◆ DIRECTIONS FOR THIS TASK ◆
Omitting all pictures, print the lines of the listing from the one containing "the lens barrel" through the final line, both ends included, with no other text.

◆ DATA PROVIDED ◆
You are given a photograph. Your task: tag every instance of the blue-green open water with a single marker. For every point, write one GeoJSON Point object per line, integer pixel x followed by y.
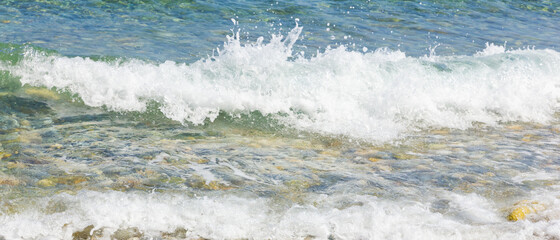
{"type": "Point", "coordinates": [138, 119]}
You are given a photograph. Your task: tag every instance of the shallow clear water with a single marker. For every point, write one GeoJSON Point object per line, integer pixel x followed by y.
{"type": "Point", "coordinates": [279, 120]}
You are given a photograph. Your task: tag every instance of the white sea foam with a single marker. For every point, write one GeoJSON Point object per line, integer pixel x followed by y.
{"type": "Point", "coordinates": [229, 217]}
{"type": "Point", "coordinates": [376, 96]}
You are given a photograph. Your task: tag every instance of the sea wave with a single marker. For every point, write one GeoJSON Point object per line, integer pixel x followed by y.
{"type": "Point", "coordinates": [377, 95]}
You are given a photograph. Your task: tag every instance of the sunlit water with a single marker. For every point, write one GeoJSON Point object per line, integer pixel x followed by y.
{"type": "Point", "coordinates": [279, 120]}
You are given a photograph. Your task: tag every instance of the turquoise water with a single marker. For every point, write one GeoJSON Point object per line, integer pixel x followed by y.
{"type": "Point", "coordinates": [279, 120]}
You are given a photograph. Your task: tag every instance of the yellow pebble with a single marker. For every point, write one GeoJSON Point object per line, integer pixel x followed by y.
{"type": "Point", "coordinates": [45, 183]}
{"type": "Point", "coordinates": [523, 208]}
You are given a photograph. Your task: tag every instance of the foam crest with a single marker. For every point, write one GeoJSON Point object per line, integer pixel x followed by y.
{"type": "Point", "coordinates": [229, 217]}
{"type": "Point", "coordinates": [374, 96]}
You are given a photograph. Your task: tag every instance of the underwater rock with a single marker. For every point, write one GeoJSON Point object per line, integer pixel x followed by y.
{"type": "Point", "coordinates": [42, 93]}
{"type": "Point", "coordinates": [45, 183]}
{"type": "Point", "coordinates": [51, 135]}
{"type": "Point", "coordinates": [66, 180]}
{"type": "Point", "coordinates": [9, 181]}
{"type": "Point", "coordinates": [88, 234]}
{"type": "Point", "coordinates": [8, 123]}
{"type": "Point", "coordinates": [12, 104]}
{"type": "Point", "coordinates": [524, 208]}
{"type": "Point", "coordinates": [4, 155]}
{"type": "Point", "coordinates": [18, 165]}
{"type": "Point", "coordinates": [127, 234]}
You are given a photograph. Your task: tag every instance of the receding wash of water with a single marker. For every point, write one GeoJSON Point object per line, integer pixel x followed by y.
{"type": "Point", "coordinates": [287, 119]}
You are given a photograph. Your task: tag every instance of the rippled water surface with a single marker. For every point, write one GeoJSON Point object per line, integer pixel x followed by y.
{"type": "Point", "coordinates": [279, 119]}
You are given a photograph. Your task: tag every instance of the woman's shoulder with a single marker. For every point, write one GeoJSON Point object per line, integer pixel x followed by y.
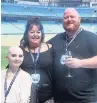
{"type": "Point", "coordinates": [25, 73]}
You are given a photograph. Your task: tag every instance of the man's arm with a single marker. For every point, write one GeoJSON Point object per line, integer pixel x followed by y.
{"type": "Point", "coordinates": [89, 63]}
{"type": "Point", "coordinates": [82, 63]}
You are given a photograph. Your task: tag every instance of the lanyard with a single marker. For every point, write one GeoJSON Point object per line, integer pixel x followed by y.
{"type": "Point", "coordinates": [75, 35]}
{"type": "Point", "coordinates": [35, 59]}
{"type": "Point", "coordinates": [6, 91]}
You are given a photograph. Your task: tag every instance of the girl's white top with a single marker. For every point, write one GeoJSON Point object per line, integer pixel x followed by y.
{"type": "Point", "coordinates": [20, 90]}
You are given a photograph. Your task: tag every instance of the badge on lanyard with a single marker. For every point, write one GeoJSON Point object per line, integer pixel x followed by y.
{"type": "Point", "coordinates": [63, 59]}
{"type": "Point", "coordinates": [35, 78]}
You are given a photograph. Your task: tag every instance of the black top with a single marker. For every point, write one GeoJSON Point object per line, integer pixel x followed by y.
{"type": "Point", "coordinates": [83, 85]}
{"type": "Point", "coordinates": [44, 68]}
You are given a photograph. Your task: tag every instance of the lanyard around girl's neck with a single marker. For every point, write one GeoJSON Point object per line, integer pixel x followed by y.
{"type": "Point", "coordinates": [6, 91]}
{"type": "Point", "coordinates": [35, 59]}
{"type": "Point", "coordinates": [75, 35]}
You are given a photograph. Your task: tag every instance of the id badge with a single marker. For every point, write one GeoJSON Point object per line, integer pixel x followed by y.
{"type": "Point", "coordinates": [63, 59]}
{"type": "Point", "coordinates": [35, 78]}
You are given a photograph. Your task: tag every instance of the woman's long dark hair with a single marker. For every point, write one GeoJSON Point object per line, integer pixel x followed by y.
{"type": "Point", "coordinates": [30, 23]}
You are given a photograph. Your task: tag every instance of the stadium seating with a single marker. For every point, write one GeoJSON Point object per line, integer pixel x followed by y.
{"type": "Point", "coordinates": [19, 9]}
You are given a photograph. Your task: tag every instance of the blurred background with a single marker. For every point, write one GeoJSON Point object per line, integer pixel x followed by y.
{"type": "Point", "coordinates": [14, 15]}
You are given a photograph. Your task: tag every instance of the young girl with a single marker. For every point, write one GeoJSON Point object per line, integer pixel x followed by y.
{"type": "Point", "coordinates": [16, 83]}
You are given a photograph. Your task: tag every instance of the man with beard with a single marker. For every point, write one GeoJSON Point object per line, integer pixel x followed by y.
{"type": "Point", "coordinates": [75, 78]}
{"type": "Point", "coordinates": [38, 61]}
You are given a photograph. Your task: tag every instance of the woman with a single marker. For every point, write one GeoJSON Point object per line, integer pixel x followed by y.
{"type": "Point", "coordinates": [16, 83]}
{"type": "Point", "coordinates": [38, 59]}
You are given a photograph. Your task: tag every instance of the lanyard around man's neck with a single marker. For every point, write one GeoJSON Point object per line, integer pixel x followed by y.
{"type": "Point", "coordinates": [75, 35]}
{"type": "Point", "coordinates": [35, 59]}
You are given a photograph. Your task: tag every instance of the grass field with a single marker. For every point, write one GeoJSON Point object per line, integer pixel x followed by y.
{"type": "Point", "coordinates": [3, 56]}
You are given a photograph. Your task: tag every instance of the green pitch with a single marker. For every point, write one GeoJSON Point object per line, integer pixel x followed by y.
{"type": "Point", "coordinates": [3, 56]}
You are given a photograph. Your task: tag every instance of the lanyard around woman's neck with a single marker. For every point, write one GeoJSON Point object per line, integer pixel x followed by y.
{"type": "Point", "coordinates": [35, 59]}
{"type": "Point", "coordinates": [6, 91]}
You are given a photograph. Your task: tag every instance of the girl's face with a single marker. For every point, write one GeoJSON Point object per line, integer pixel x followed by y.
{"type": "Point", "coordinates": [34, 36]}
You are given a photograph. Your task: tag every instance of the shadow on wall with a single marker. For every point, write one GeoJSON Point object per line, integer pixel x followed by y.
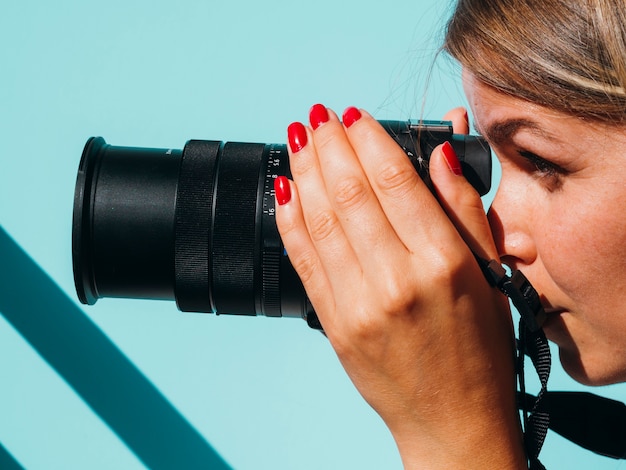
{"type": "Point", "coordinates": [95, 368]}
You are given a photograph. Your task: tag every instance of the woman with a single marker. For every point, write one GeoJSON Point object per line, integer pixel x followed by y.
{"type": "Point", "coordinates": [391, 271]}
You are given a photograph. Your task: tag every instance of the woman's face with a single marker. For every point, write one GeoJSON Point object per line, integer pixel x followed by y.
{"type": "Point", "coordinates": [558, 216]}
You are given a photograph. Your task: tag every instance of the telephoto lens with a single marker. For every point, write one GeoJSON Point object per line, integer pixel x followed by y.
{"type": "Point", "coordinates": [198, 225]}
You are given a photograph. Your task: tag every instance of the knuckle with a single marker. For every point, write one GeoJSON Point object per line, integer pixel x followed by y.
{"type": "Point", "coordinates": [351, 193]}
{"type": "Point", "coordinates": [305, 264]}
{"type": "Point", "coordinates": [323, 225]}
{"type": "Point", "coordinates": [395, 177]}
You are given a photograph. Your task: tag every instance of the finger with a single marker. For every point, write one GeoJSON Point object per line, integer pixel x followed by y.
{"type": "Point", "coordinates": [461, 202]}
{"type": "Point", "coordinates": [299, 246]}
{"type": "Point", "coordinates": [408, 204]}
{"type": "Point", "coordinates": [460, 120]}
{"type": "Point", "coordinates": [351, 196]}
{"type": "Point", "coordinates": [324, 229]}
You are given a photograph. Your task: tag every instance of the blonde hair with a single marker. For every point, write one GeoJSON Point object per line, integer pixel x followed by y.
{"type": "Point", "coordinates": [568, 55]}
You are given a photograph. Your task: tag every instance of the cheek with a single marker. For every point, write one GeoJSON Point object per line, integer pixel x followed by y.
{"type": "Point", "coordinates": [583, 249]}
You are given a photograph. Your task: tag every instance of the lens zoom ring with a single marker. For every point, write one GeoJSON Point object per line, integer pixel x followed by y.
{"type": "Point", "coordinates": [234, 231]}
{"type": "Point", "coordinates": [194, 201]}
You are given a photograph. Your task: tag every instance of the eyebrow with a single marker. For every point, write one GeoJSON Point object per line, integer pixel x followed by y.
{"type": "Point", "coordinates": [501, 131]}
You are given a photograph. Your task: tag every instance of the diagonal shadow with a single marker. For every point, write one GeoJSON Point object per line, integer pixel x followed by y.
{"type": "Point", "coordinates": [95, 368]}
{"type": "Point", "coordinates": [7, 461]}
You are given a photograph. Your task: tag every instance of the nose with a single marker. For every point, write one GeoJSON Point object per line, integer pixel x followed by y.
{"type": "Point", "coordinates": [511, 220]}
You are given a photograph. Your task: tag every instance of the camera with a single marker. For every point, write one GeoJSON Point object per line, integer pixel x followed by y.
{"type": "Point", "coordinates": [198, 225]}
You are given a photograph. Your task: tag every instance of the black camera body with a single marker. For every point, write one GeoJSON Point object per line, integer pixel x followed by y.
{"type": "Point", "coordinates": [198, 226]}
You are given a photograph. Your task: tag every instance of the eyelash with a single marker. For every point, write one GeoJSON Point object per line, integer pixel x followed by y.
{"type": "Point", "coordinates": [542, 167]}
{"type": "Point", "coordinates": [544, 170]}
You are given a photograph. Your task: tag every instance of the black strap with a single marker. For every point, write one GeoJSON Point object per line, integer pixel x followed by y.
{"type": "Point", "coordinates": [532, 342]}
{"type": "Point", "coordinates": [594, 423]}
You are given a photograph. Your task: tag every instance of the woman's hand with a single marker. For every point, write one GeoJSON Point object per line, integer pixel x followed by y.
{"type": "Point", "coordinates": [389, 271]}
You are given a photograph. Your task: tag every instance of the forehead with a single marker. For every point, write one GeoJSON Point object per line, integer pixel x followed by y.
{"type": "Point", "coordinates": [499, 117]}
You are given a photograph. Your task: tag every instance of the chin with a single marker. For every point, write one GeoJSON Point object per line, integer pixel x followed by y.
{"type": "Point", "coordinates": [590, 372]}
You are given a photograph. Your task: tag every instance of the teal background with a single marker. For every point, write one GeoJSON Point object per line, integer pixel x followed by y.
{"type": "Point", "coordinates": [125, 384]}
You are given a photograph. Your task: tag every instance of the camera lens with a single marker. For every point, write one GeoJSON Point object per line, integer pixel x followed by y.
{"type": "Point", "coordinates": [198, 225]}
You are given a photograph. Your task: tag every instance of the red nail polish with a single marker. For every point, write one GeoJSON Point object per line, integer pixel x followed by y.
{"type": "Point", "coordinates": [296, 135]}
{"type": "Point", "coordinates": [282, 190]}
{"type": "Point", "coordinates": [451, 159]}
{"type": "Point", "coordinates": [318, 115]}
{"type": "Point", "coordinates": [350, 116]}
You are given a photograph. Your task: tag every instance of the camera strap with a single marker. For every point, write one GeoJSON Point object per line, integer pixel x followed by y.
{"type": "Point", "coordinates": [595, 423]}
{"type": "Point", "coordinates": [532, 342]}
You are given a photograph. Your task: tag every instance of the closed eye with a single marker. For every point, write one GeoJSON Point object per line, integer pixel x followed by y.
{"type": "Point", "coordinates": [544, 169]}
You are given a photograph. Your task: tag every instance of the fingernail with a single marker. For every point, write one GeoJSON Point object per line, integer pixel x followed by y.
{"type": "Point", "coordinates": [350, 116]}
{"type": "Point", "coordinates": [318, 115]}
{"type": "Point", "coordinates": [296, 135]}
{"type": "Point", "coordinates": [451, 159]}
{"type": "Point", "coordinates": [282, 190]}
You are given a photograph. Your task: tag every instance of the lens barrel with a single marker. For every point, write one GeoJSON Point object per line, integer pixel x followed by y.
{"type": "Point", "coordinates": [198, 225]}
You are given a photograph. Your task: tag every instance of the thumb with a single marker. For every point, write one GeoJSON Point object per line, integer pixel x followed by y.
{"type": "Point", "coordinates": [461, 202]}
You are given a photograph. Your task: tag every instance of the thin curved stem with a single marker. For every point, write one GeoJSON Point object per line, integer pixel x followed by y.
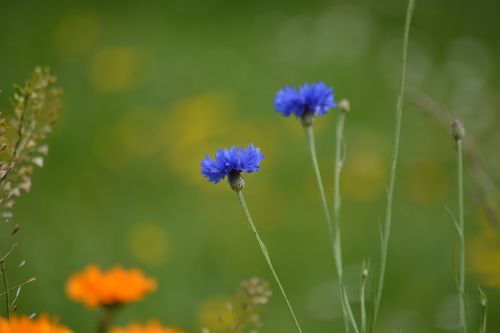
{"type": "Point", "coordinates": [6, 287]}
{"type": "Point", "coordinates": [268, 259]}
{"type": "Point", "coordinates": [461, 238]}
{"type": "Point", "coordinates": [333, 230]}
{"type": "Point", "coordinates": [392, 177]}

◆ RESPONSE TO THE TASK ◆
You are given a photograph. Your task: tag every instance of the lens barrel with a single marker. For every point, write one GeoJSON Point object per line, integer pixel x followed by y.
{"type": "Point", "coordinates": [198, 225]}
You are given a photograph. Your task: tag every instance of the thumb with a single marker. For every point, write one GeoJSON Point object per line, integer pixel x followed by y.
{"type": "Point", "coordinates": [461, 202]}
You are given a photograph. Your task: tag every instance of the thin curved stem with a single marker. For every point, write one GeoJSON Point object per line, integer pixel x followed by y.
{"type": "Point", "coordinates": [6, 287]}
{"type": "Point", "coordinates": [268, 259]}
{"type": "Point", "coordinates": [461, 238]}
{"type": "Point", "coordinates": [333, 230]}
{"type": "Point", "coordinates": [392, 177]}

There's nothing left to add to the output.